Challenge 1:
List the thinkers that the passage on womanhood and love names as probably wrong in seeing the relationship between man and woman as symmetrical.
Challenge 2:
Write the next part of the passage on womanhood and love, picking up after its final sentence.

Excerpted passage:
# # #

Sensitivity has nothing to do with sensuality or the senses; sensitivity
is not a natural but a psyche feature. And the woman is able to become
so fine but also so rough, become so noble but fall so deep because what
she experiences affects her more fatefully.
The basic feature of
the female psyche is neither emotion nor sensitivity. Anyone
can say that the man is thought, act, spirit or creation. Somehow,
figuratively, this can be understood. Even if they would not guess the
point, they would not totally miss it. If they say that the woman is an
emotional or sensitive being, they would not even remotely touch upon the
point. There is only one word which can signify and which does signify
the female psyche, and this word is: woman. Nothing else. It cannot be
understood in any other way, and there is no abstract meaning for this
word, and one cannot talk about the woman in an abstract meaning. Which,
of course, means that there are prior things in the fate of a man, things
which all come before his sex. In womanhood sex is at the first place.
But for the woman the idea that her sex is goal, fate and the absolute
applies only as much as all the others: emotion or sensitivity. The woman
is much more than and different from merely her features. The
word woman cannot be substituted by anything else. The woman
cannot be abstracted or understood from the man, nature or
the beast.
There is a possible
knowledge of the man. If we take into account only the lengthy
volumes of modern characterology, we can say that this knowledge
is considerable. But in the whole of characterology there is
nothing referring to the woman. What is more, not even from
the psychology of the literature of the whole world can I learn
anything about the woman. The woman does not have a history, but a mythology,
and so her psychology is much simpler. Which means it is more direct. Which,
on the other hand, means that it is boundlessly more difficult.
The brilliant star being
and glittering psyche of the Greek marble girls knows this.
There can be no mistake. I cannot consider a woman anyone but
who is indeed a woman. And no woman can be considered anything
else but a woman. This light, this blinding glare, this immaterial,
bodiless being? this is the female psyche, so much so that
if the sculptures disappeared and their form dissolved, even then nothing
else could be said but: woman.
8.
To say that love is
the unification of existence split into two is just as erroneous
as it is to say that love is one and one. Love is not symmetrical.
Most probably neither Swedenborg, nor Welkish, nor Jung is
right when they think about the relationship between man and
woman as symmetrical; that nothing special happens here, but
what is told by the platonic myth; the two halves of a being meet again
after they have been split into two as the result of the jealousy of the
gods. The mystery of love is exactly the opposite: that the perfectly different
man and the perfectly different woman, whose place in the world, origin,
nature, form, aim, fate is totally foreign and different, these two asymmetrical
beings meet and merge into each other. It is perhaps possible that in sex
the animal world unites beings which are positioned symmetrically to the
left and right, up and down, on the positive or negative side. But it is
absolutely sure that with humans love unites worlds and beings which are
totally different. Since, if it was merely the unification of two complementary
forms, it would hardly fulfill that gripping wish rooted in the metaphysical
depths of humans which everybody must experience, and if they do not experience
this, they will be left poorer than a blind beggar. The unexpected miracle
and unimaginable moment in the mystery of love is exactly that the ones
who merge do not belong and have never belonged together. No one can find
the explanation for love in nature; in nature there is only sex. For love
to flare up divine intervention is needed; without this the beings and
worlds so different from each other can never meet.

# # #

Stored records:

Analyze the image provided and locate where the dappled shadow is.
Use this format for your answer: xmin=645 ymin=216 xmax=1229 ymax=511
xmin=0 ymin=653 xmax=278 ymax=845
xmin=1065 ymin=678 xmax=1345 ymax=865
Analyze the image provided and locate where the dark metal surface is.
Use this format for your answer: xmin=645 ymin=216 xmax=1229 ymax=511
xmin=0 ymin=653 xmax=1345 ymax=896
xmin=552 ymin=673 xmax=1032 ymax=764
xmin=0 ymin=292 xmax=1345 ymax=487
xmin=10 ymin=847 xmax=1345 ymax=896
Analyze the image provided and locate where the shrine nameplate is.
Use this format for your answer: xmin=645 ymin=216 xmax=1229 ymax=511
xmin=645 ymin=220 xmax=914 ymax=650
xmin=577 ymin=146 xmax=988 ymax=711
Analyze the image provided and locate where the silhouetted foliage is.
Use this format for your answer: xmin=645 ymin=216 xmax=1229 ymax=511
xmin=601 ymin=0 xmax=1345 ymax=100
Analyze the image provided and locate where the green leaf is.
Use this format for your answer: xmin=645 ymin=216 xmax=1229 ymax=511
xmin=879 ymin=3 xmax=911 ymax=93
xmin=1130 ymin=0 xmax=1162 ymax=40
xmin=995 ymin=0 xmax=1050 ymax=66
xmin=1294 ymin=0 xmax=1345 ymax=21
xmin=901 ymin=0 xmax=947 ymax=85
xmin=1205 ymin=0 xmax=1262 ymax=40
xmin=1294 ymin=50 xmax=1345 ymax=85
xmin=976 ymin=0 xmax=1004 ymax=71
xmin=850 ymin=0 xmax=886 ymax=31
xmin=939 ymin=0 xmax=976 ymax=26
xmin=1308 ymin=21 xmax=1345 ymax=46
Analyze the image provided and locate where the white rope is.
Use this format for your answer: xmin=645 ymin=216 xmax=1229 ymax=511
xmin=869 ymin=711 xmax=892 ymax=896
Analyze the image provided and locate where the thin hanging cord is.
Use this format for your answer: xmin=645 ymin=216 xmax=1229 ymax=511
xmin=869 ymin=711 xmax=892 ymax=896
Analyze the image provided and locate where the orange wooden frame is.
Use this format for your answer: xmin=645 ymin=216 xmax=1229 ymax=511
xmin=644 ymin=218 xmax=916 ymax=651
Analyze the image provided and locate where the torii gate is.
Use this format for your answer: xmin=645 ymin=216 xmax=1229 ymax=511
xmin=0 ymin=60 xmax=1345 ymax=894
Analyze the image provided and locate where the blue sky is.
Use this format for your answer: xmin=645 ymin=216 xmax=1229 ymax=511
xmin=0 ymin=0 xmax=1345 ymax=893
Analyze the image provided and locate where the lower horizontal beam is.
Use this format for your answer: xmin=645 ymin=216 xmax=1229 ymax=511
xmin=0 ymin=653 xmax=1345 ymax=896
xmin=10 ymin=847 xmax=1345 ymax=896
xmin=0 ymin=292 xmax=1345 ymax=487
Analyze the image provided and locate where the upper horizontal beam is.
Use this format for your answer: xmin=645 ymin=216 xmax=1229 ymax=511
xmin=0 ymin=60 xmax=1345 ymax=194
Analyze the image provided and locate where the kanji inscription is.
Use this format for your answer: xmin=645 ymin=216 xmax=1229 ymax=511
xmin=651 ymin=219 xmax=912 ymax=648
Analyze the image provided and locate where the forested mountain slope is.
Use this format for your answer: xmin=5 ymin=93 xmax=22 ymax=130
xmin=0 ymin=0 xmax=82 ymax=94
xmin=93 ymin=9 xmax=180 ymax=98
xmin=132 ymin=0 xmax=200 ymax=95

# # #

Result 1:
Swedenborg, Welkish, Jung

Result 2:
9.
The
origin of love is surely different from that of sex. Love is
the relationship between the divine woman and the divine man,
and in this relationship two creatures who are totally different
in their source, their time of origin, their metaphysical being,
and who can never be equalled or reduced to the same denomination,
meet and unite in the divine mystery. Sex, on the other hand, is the complementation
of proportionate and symmetrical natural beings. Kant is right;
only a man and a woman make a whole human being? In nature.
In love the meeting of the divine man and the divine woman
is not a whole, but more than that. It is as much more as God
is more than nature. Man and woman uniting in love are the mystical merging
of two creative psyches. From sex springs a new natural being, from love
springs a new psyche. If two natural beings unite without love, then it
is merely the unification of two natural beings. This is the case of the
animal world? Perhaps. But there is love which is the meeting and merging
of two psyches without sexual intercourse. This is the love which breeds
the immaterial psyche.
Man confuses
love and sex. Often he regards something which is merely sex
as love, and thinks that, without exception, all love must
end in sex. And man thinks that beings are created by sex.
Beings are created by love, sex only adds the clothes, which
are the burden and which need to be taken off anyway. Only
two psyches can create, and this is love, which creates without
sexual intercourse. When sex submerges and fades away, when
the two psyches are swooped by the other’s divine being, when
even the thought of any touch or approach seems dreadful and
disgraceful, when the other, unfamiliar being lights a fire
which strikes out of nature like lightening, that is the moment
of begetting in the psyche-love.
Do not think that this
moment is rare. Everybody, unless they have lived a life of
oblivion, can remember passionate moments, alone in their room
at night, or in the sun at noon in the forest, on a mountaintop,
at sea, or on a summer afternoon lying in a sweet-scented orchard,
when the divine woman was either at an unreachable distance
or right there, it does not really matter, they got so enraptured
that something burst out from them, and the woman, even if she was a hundred
miles away, apprehended it and took it in.
Those who have not experienced
this moment of psyche-begetting and do not know that the girl
is preparing for this act will understand nothing of the Greek
sculpture of the divine girl. She steps into a mystic bath
in order to dissolve off herself everything that would disrupt
this nuptial of the psyche. More psyches are born from these
invisible, supernatural acts than are humans from sex. And these psyches
populate the divine world space ? the space whose light flashes through
the marble girls, as if through little cracks on the dark curtain.
10.
The
natural act of sex is totally independent of love. And when
the first psyche used the meeting of the natural sperm and egg so that
it can also appear, live and take its place in nature; this First
Soul connected the divine psyche love with the sex of nature
and with reproduction, this degraded love and immersed it in
sex. Creation and reproduction are two different things.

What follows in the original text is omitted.